— BEGIN Data rows —
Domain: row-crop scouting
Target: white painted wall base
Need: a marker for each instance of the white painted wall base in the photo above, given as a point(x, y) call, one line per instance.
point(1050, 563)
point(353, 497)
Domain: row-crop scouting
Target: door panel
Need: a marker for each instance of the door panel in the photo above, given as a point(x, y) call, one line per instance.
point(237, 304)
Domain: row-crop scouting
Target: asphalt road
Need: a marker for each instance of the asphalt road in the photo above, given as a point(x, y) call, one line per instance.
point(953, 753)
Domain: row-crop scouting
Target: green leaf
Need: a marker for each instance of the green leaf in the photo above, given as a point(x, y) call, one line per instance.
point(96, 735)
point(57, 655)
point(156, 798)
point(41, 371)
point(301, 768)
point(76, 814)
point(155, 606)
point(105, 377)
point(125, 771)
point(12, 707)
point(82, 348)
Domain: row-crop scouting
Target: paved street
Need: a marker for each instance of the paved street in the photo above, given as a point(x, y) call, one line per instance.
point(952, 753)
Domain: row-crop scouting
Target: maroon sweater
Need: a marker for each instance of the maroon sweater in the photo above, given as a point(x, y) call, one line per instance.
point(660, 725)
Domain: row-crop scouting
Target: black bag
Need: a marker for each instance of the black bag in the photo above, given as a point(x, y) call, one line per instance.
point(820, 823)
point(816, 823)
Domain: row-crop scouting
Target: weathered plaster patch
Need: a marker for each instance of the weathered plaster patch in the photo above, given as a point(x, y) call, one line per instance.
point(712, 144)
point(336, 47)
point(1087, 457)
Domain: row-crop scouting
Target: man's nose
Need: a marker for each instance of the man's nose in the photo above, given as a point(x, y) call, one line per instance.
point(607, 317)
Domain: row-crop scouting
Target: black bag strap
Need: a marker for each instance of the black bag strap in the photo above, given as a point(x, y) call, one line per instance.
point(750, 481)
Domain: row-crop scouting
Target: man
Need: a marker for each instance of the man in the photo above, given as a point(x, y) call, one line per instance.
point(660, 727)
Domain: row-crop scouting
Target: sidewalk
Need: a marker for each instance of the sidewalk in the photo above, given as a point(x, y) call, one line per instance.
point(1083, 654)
— END Data rows —
**Exercise task**
Convert the records into a Markdown table, starting at their first line and ending at the line containing "point(952, 753)", both included. Use the columns No. and Line, numbering each row and leaving out blank lines.

**Finished answer**
| No. | Line |
|---|---|
| 1 | Domain: row-crop scouting |
| 2 | Target: white painted wall base |
| 3 | Need: a marker for each instance of the white painted wall base in the photo above, given as a point(x, y) call, one line per instance. |
| 4 | point(1050, 563) |
| 5 | point(353, 497) |
| 6 | Domain: row-crop scouting |
| 7 | Target: door panel |
| 8 | Need: a marker for each instance of the door panel in the photo above, given as a point(x, y) call, one line per instance. |
| 9 | point(237, 304) |
| 10 | Domain: row-crop scouting |
| 11 | Target: asphalt road |
| 12 | Need: a marker for each instance of the asphalt road in the photo above, given as a point(x, y) call, one line per instance. |
| 13 | point(953, 753) |
| 14 | Domain: row-crop scouting |
| 15 | Target: green leaf |
| 16 | Need: a marker for each instance of the green leaf in the photo above, given as a point(x, y) call, one line per instance. |
| 17 | point(96, 735) |
| 18 | point(57, 655) |
| 19 | point(156, 798) |
| 20 | point(41, 371) |
| 21 | point(301, 768) |
| 22 | point(76, 814) |
| 23 | point(155, 606) |
| 24 | point(105, 377) |
| 25 | point(125, 771) |
| 26 | point(12, 707) |
| 27 | point(82, 348) |
| 28 | Domain: row-crop scouting |
| 29 | Target: paved street |
| 30 | Need: a marker for each instance of the paved street in the photo above, given as a point(x, y) call, one line per instance. |
| 31 | point(952, 753) |